Data records:
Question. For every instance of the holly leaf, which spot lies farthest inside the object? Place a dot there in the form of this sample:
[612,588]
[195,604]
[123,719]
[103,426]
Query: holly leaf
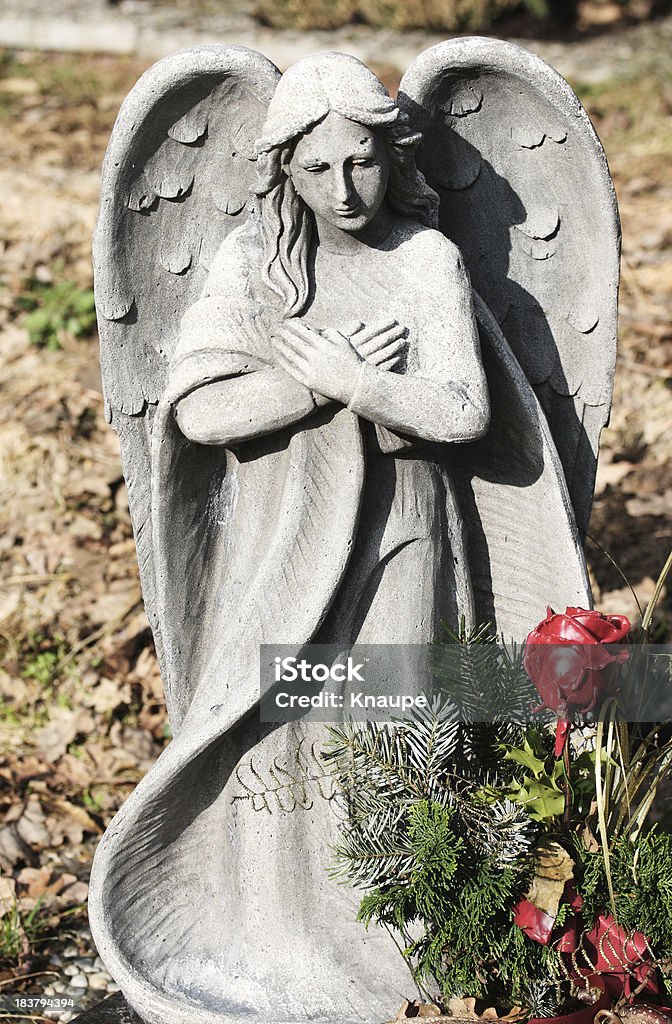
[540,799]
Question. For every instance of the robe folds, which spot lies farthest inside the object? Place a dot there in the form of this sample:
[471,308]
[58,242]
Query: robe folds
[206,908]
---
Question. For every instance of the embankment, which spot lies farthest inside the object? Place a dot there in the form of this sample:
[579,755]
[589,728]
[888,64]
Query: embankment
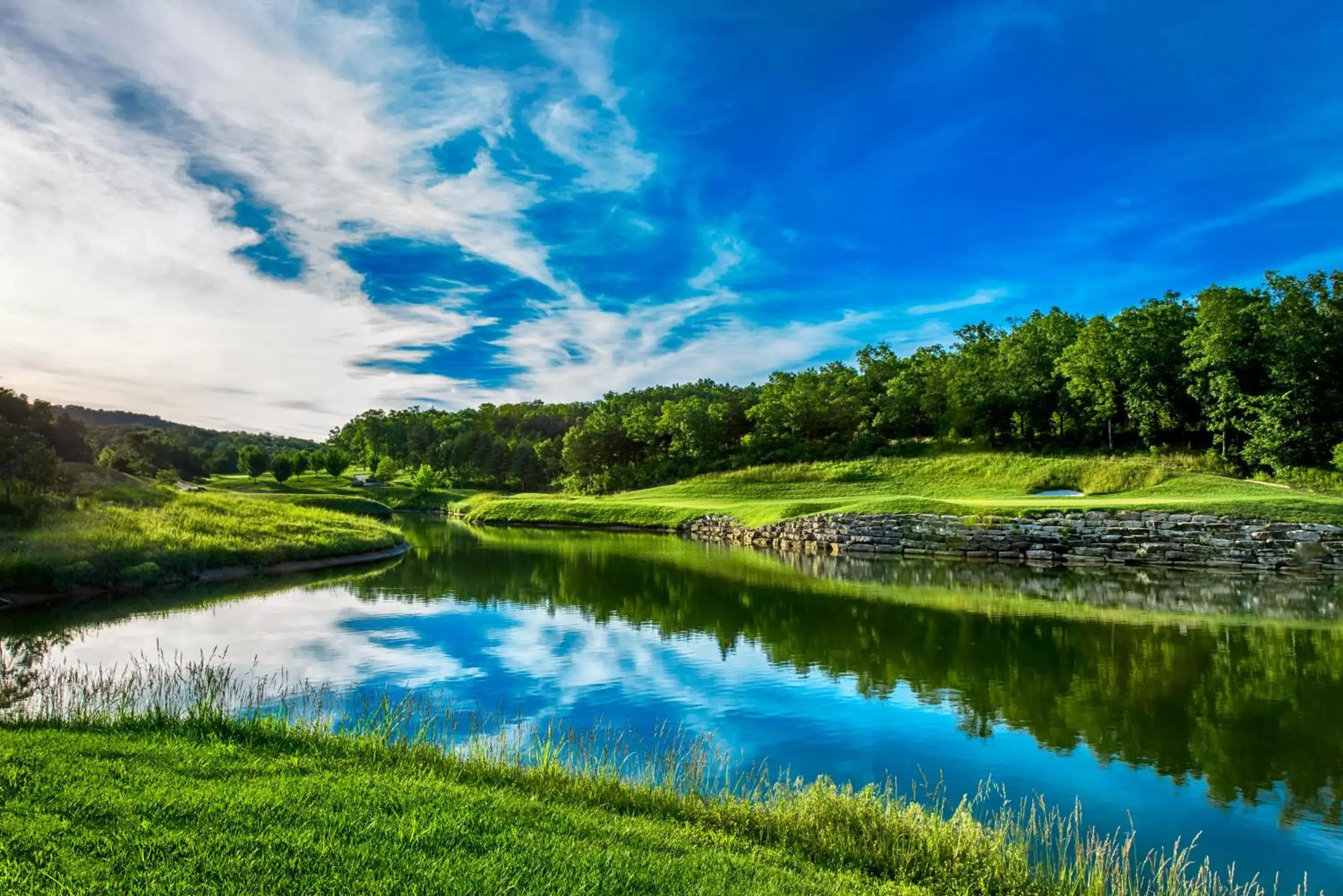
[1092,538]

### SET PROBLEM
Extract each line of the rows above that contains the string "every". Case counts, so a line qualifies only if its letters match in case.

### THE REPLY
Question. For every instance of the holly leaf, which spot lies farthest inside the object? Place a dot there in the form of this sample:
Question. For every instance of the robe folds, which spot lies farthest inside the object? Place a dot there in the form of this sample:
Question. For every instance of the embankment, which spot lies farthest inside the object? Place a dot there in the form of this sample:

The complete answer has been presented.